*作業内容 A*:
下にあるラベル付きポイントの行をすべて、指示の行も含めて書き直すこと。その際、解答の座標の数値はすべて1.1倍に拡大し、整数に丸める(0.5は切り上げる)。

*提示本文*:
※ ※ ※

2018年11月27日 WeWork ギンザシックス にて Future of Intelligent Material 展 -電子デバイスの未来のカタチ- を開催いたしました。
このイベントでは新しい回路素材の展示や、それから生まれるデザインについてのプレゼンテーションを行い、”電子機器のデザインが変わる可能性” を実際に体験して頂きました。

ERATO 川原万有情報網プロジェクトの作品

ERATO 川原万有情報網プロジェクトの作品のうち Elephantech が関わらせて頂いた作品の展示と紹介をしていただきました。


『折り紙ロボット(180度折)』『くねくねロボット(ひらむしロボット)』などの、フレキシブル基板 P-Flex® を利用したERATO 川原 万有情報網 プロジェクトによる「Origami Robots with Flexible Circuit Sheets」と題した研究デモ発表は、シンガポールで開催されたACM UbiComp 2018において Best Demo Award を受賞しました。

動画より

(川原)

東京大学の川原です。皆さんこんばんは。

※ ※ ※

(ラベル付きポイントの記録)
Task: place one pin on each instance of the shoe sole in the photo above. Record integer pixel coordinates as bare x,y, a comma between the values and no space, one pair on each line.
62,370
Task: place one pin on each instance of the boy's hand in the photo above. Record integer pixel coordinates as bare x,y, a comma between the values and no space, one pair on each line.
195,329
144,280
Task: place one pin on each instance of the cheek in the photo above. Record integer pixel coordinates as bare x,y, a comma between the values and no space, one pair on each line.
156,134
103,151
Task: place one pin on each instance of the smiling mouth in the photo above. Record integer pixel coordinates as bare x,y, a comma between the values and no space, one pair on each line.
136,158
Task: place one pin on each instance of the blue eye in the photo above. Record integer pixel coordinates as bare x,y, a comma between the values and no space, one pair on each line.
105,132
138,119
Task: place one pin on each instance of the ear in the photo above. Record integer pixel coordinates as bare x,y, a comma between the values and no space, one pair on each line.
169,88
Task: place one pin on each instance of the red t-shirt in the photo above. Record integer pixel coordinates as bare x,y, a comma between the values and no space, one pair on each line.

※ ※ ※

*作業内容 B*:
上の提示本文について、次の問いに答えること。
(i) 展示会はいつ、どこで開催されたか。
(ii) 研究デモ発表の題名は何か。
(iii) その研究デモ発表はどの催しで、何という賞を受賞したか。

*正解 A*:
Task: place one pin on each instance of the shoe sole in the photo above. Record integer pixel coordinates as bare x,y, a comma between the values and no space, one pair on each line.
68,407
Task: place one pin on each instance of the boy's hand in the photo above. Record integer pixel coordinates as bare x,y, a comma between the values and no space, one pair on each line.
215,362
158,308
Task: place one pin on each instance of the cheek in the photo above. Record integer pixel coordinates as bare x,y, a comma between the values and no space, one pair on each line.
172,147
113,166
Task: place one pin on each instance of the smiling mouth in the photo above. Record integer pixel coordinates as bare x,y, a comma between the values and no space, one pair on each line.
150,174
Task: place one pin on each instance of the blue eye in the photo above. Record integer pixel coordinates as bare x,y, a comma between the values and no space, one pair on each line.
116,145
152,131
Task: place one pin on each instance of the ear in the photo above. Record integer pixel coordinates as bare x,y, a comma between the values and no space, one pair on each line.
186,97
Task: place one pin on each instance of the red t-shirt in the photo above. Record integer pixel coordinates as bare x,y, a comma between the values and no space, one pair on each line.

*正解 B*:
(i) 2018年11月27日に、WeWork ギンザシックスで開催された。
(ii) 題名は「Origami Robots with Flexible Circuit Sheets」である。
(iii) シンガポールで開催されたACM UbiComp 2018で、Best Demo Award を受賞した。